> PROBLEM STATEMENT
Reproduce each of the following items line for line, with no changes.

> INPUT RECORDS
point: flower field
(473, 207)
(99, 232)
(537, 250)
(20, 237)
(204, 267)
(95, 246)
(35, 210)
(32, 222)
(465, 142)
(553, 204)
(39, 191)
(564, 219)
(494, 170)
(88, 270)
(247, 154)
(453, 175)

> ANSWER TO THIS PROBLEM
point: flower field
(473, 207)
(99, 232)
(537, 250)
(20, 237)
(204, 267)
(95, 246)
(35, 210)
(32, 222)
(465, 142)
(553, 204)
(39, 191)
(564, 219)
(494, 170)
(88, 270)
(247, 154)
(453, 175)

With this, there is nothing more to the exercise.